[[ INPUT MATERIAL, beginning ]]
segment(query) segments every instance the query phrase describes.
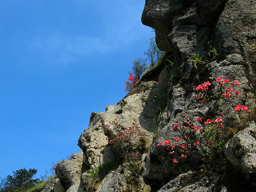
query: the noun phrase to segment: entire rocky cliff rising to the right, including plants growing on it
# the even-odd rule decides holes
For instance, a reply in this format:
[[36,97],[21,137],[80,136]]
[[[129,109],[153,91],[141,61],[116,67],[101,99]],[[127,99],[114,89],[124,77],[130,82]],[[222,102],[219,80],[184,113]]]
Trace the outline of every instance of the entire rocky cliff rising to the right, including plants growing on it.
[[[82,152],[58,164],[51,190],[255,191],[255,1],[146,0],[141,20],[155,29],[156,43],[166,51],[161,64],[116,105],[92,113],[89,128],[78,140]],[[239,93],[232,95],[228,86],[235,81]],[[202,87],[207,90],[202,92]],[[249,112],[242,112],[242,106]],[[241,110],[235,112],[235,107]],[[230,132],[221,129],[221,121]],[[217,124],[211,130],[207,122]],[[181,137],[178,127],[196,143]],[[143,136],[136,139],[139,131]],[[222,131],[224,137],[218,133]],[[134,140],[120,144],[127,132]],[[180,151],[173,153],[173,146]]]

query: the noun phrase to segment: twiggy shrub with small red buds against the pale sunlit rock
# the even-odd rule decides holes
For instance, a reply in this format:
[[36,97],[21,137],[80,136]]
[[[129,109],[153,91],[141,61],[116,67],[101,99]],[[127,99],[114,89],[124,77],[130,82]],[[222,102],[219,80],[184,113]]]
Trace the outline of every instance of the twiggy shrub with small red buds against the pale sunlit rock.
[[138,150],[140,144],[146,140],[146,133],[139,126],[131,126],[122,128],[118,124],[118,120],[109,121],[109,124],[102,126],[108,135],[106,139],[109,144],[119,150],[124,158],[126,158],[131,151]]

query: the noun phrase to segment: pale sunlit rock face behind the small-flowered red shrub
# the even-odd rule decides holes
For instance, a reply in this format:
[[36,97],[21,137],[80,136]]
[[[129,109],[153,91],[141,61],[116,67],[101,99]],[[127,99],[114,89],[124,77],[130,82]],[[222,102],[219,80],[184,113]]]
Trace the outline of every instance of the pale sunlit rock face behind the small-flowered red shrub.
[[87,169],[90,166],[97,167],[100,161],[101,163],[110,162],[116,158],[112,146],[106,140],[106,135],[109,133],[101,129],[103,125],[109,124],[109,121],[114,119],[117,119],[118,124],[122,127],[140,126],[147,133],[147,146],[151,145],[153,129],[156,128],[154,118],[159,107],[153,100],[154,95],[160,89],[162,89],[162,86],[157,82],[142,83],[116,105],[107,106],[106,112],[92,114],[89,128],[84,130],[78,140],[78,146],[86,156],[84,161],[89,165]]

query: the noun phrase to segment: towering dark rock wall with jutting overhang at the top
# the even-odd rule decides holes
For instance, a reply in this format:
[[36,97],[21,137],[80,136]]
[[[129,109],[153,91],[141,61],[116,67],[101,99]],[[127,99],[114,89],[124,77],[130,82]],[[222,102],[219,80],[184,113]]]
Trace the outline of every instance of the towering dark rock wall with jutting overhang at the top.
[[[171,169],[166,167],[172,166],[175,158],[157,143],[176,137],[171,127],[182,122],[185,116],[193,119],[211,115],[207,108],[190,106],[198,84],[215,82],[217,77],[238,80],[242,95],[224,106],[224,113],[239,103],[255,106],[255,96],[252,99],[255,93],[247,88],[256,90],[256,3],[251,0],[146,0],[141,20],[144,25],[155,28],[159,49],[171,52],[172,62],[179,69],[172,78],[170,101],[160,123],[159,135],[146,158],[143,178],[154,187],[163,186],[173,177]],[[215,59],[207,56],[209,45],[219,53]],[[191,56],[196,53],[205,60],[201,64],[191,62]],[[233,120],[238,124],[243,118],[234,114]],[[247,170],[254,167],[254,161],[250,162]]]

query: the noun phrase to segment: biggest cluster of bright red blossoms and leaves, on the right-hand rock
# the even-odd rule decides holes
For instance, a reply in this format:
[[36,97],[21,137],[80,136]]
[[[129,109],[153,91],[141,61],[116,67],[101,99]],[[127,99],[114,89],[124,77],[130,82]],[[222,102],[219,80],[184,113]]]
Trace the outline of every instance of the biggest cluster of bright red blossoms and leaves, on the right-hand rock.
[[[196,91],[198,92],[201,90],[202,94],[195,95],[194,98],[196,98],[199,103],[204,104],[208,108],[211,108],[211,104],[213,103],[215,107],[217,108],[211,108],[213,110],[216,110],[216,116],[220,117],[215,117],[215,119],[207,119],[204,121],[204,126],[200,129],[198,126],[194,126],[193,123],[188,121],[188,117],[186,116],[185,119],[186,121],[181,122],[181,123],[176,123],[173,125],[172,130],[180,131],[181,132],[181,138],[175,137],[172,140],[165,140],[163,144],[159,142],[157,146],[165,146],[167,145],[167,150],[171,150],[169,153],[173,154],[175,153],[175,149],[178,147],[178,151],[183,153],[180,158],[184,158],[187,155],[184,155],[184,153],[188,153],[187,148],[192,147],[193,145],[198,148],[198,150],[202,150],[205,153],[211,155],[212,152],[221,151],[221,143],[224,142],[222,139],[222,136],[225,134],[228,134],[229,131],[233,131],[229,127],[225,127],[224,125],[224,120],[222,119],[223,112],[219,112],[221,102],[223,100],[228,100],[229,98],[234,98],[236,95],[241,94],[239,91],[234,91],[232,85],[240,85],[238,81],[229,81],[229,79],[221,79],[217,78],[216,82],[218,82],[218,87],[219,90],[217,92],[214,92],[215,97],[210,96],[208,98],[208,95],[205,93],[206,90],[209,90],[209,86],[211,83],[207,81],[204,84],[200,84],[196,87]],[[228,85],[230,84],[230,85]],[[234,91],[234,92],[233,92]],[[214,99],[212,99],[214,98]],[[211,100],[210,100],[211,99]],[[211,103],[212,102],[212,103]],[[216,103],[219,103],[219,105],[216,105]],[[237,105],[235,107],[235,112],[237,111],[249,111],[249,109],[246,106],[241,106]],[[218,115],[217,115],[218,114]],[[198,122],[202,122],[203,117],[197,117]],[[196,132],[201,133],[201,134],[196,134]],[[196,136],[195,136],[196,135]],[[201,135],[201,136],[200,136]],[[188,142],[189,140],[189,142]],[[174,144],[177,142],[178,144]],[[188,144],[190,143],[190,144]],[[212,148],[215,148],[212,150]],[[177,151],[177,149],[176,149]],[[191,154],[193,155],[193,153]],[[206,157],[208,157],[206,156]],[[214,158],[215,154],[212,154],[211,158]],[[203,161],[206,160],[205,157],[201,158]],[[179,161],[175,158],[173,159],[173,163],[178,163]]]

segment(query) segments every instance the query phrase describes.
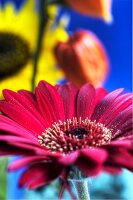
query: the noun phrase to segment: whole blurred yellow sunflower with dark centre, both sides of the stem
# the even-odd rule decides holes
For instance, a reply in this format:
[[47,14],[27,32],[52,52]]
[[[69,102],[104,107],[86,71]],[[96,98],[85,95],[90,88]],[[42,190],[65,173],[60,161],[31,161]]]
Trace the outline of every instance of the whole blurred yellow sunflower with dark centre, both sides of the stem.
[[[55,60],[51,55],[53,54],[51,48],[57,39],[66,40],[67,34],[64,26],[59,25],[58,28],[57,25],[52,41],[49,39],[53,34],[53,29],[50,27],[55,23],[57,12],[58,9],[55,6],[48,8],[48,14],[52,16],[52,20],[48,21],[46,27],[45,41],[48,40],[48,42],[43,47],[39,58],[36,82],[45,78],[49,82],[55,83],[62,76],[58,69],[54,69]],[[33,54],[36,48],[39,24],[39,13],[35,9],[35,2],[26,1],[19,11],[15,10],[13,4],[7,3],[4,8],[0,8],[0,19],[2,19],[0,23],[0,90],[3,88],[15,91],[20,88],[30,90]],[[45,50],[49,52],[45,54]],[[44,69],[45,67],[47,68]],[[52,73],[54,76],[51,75]],[[1,96],[0,93],[0,98]]]

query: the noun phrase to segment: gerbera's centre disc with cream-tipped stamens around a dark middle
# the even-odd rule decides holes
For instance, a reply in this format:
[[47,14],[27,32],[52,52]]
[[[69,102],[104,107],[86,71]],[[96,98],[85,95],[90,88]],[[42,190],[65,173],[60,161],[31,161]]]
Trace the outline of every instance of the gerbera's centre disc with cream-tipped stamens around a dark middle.
[[38,140],[51,152],[67,154],[77,149],[108,144],[111,138],[111,130],[103,124],[80,117],[52,124]]

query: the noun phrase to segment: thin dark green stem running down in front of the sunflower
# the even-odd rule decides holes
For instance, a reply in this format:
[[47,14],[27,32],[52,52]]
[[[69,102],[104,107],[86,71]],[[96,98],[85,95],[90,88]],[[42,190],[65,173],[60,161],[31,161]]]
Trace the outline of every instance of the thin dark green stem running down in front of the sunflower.
[[34,91],[34,88],[35,88],[35,79],[36,79],[36,73],[37,73],[38,58],[39,58],[40,51],[41,51],[43,33],[44,33],[44,30],[45,30],[45,27],[46,27],[46,24],[48,21],[46,0],[40,0],[39,13],[40,13],[40,24],[39,24],[37,47],[36,47],[36,52],[35,52],[35,56],[34,56],[34,66],[33,66],[33,75],[32,75],[32,91]]

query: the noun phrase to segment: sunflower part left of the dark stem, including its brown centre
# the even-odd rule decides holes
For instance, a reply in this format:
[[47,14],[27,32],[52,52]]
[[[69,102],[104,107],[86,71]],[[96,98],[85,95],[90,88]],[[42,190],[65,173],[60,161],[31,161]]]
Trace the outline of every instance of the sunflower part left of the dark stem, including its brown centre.
[[0,8],[0,19],[0,89],[30,89],[39,20],[34,1],[26,1],[18,11],[13,4],[5,4]]

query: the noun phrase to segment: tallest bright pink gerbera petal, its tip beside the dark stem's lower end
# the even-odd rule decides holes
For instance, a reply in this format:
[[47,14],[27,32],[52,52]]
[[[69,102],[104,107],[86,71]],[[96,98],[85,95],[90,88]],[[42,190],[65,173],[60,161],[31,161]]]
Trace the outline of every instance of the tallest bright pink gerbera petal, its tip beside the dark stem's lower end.
[[56,119],[65,120],[63,102],[55,87],[45,81],[41,81],[38,84],[37,90],[43,94],[45,102],[51,104],[52,110],[55,112]]

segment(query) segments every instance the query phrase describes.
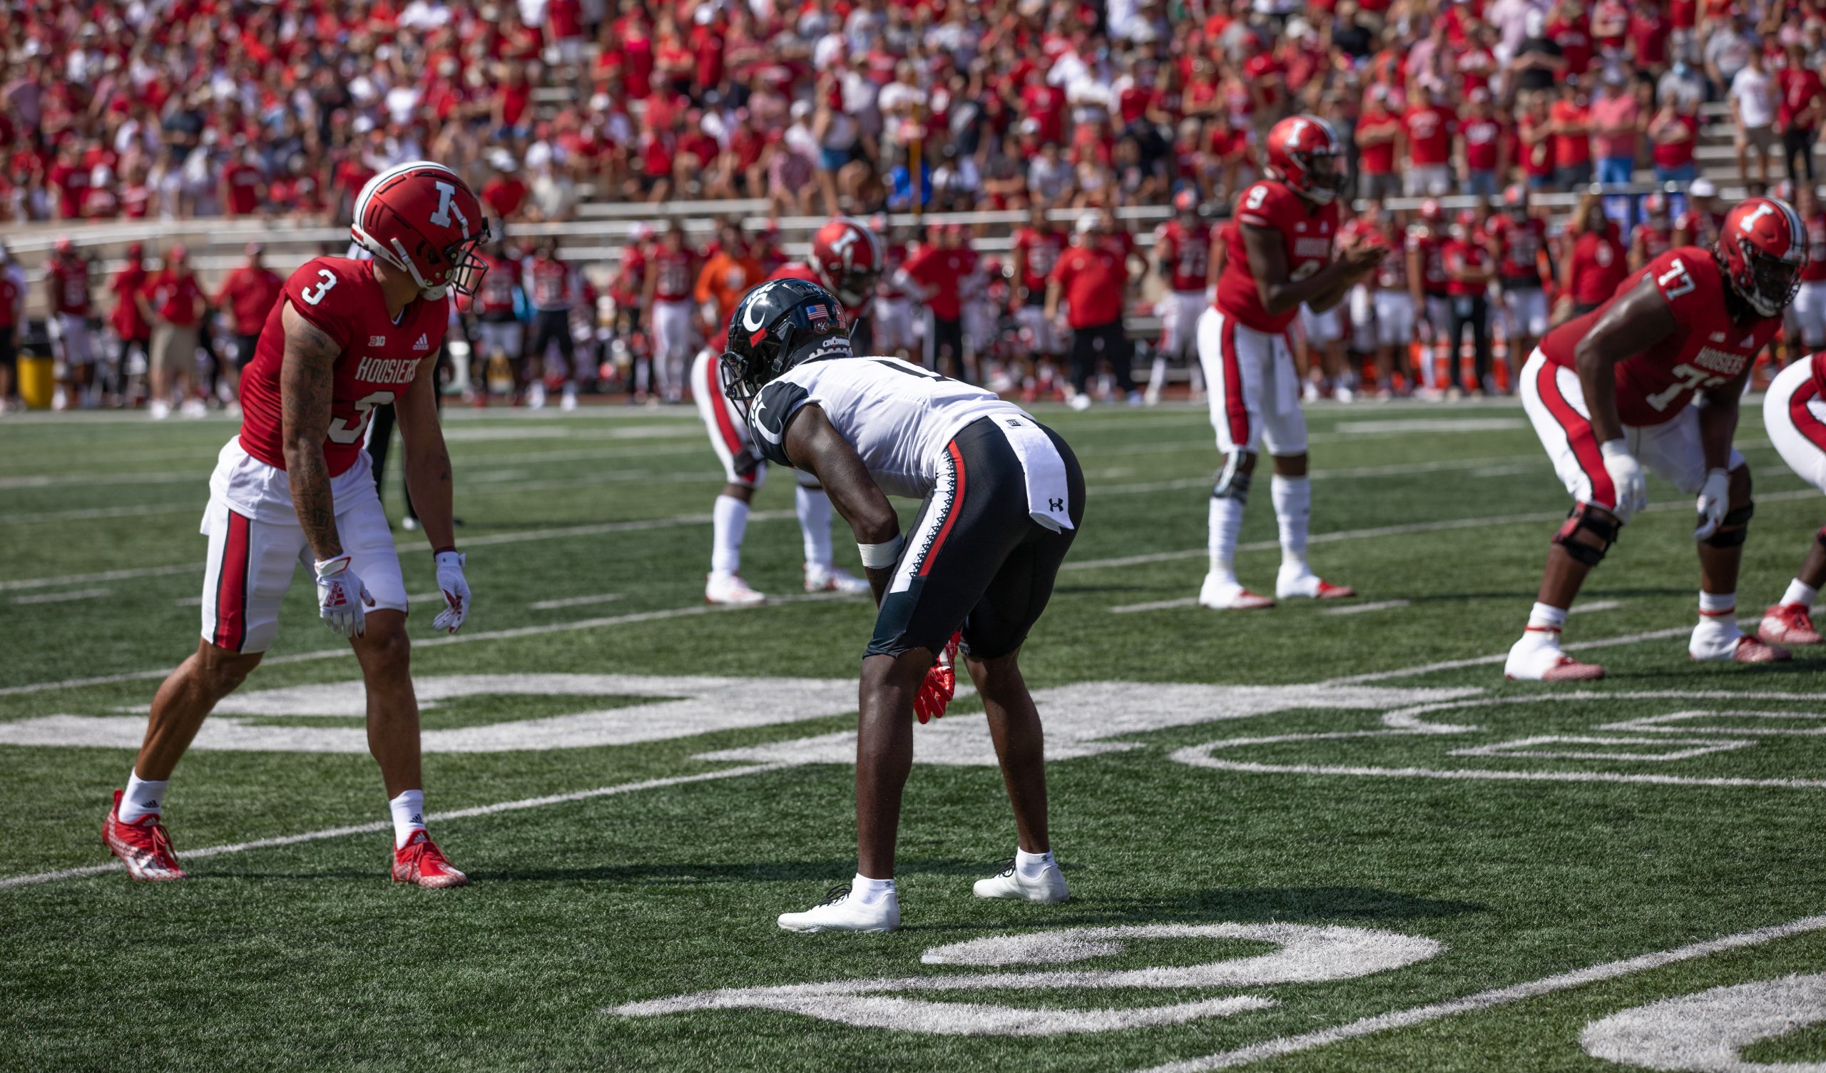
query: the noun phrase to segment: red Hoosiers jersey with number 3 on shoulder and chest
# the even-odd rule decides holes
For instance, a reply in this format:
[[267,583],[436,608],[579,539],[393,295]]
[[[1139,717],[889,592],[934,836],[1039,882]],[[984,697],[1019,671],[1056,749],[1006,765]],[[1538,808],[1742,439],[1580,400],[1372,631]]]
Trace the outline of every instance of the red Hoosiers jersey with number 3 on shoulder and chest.
[[292,272],[283,299],[259,332],[254,359],[241,372],[241,449],[278,469],[285,469],[279,365],[287,307],[341,350],[331,389],[331,427],[323,438],[323,462],[331,476],[338,476],[362,454],[374,407],[404,396],[418,376],[418,363],[436,358],[449,325],[449,303],[415,299],[394,323],[373,261],[316,257]]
[[ INPUT MATERIAL, end ]]
PROBLEM TO WORK ON - Across the records, count the lines holding the string "noun". Give the number and stop.

REPLY - 11